INSTRUCTIONS TO FOLLOW:
Beginning with the line that holds "Where can the white bar" in the data below, give again every line through the one that holds "Where can the wooden drawing", exactly as written.

DATA SECTION:

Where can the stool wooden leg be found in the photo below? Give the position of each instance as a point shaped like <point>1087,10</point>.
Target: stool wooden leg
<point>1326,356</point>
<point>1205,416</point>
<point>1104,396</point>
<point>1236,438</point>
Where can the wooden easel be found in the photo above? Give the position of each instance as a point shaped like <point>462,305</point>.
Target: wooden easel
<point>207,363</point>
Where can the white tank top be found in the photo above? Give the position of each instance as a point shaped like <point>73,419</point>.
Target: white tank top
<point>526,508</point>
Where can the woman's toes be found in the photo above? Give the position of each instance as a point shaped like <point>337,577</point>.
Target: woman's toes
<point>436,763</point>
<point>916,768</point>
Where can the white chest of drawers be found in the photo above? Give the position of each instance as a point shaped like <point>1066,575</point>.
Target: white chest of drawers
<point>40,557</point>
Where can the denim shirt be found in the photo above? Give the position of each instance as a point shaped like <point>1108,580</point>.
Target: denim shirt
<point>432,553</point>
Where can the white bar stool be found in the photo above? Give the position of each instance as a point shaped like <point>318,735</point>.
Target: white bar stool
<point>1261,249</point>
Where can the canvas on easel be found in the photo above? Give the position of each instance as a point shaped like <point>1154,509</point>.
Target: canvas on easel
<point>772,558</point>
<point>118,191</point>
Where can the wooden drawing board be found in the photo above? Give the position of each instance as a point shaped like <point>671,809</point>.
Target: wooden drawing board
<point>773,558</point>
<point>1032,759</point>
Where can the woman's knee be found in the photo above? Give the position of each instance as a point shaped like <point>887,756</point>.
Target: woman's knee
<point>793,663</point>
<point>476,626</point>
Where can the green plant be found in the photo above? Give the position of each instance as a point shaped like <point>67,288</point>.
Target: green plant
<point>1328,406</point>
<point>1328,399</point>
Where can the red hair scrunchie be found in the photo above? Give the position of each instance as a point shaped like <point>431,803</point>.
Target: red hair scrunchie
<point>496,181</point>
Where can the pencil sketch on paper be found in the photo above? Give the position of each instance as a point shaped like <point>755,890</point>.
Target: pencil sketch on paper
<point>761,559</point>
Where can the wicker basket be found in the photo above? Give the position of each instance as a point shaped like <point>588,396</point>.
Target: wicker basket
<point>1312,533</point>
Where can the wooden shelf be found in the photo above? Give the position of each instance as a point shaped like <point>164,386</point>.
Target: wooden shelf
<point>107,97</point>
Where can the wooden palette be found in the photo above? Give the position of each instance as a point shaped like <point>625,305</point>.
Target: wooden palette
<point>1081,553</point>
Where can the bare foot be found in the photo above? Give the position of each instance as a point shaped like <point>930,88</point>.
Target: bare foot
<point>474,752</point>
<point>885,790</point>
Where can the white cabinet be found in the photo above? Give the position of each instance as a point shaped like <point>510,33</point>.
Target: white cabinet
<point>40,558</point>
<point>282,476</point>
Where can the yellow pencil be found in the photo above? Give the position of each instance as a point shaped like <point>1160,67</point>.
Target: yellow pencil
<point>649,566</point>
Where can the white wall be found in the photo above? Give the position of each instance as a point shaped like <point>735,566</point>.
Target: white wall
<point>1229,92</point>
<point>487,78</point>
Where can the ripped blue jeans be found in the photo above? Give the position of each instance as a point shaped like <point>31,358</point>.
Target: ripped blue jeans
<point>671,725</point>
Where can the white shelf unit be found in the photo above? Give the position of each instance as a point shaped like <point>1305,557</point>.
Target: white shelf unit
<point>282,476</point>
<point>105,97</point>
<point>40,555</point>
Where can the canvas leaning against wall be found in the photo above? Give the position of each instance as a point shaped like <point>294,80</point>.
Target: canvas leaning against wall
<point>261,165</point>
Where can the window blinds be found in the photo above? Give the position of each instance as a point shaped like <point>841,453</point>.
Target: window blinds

WRITTEN ANSWER:
Where can the white bar stool be found in the photo above? Give the position of each instance as a point shaped like <point>318,735</point>.
Target: white bar stool
<point>1261,249</point>
Where can the canvas on easel be found in the photo above? Give the position of each instance as a point shaped like <point>1154,509</point>.
Target: canvas on easel
<point>772,558</point>
<point>118,191</point>
Where can the wooden drawing board be found in the photo above? Give the position of each instance as a point shaped like <point>671,809</point>.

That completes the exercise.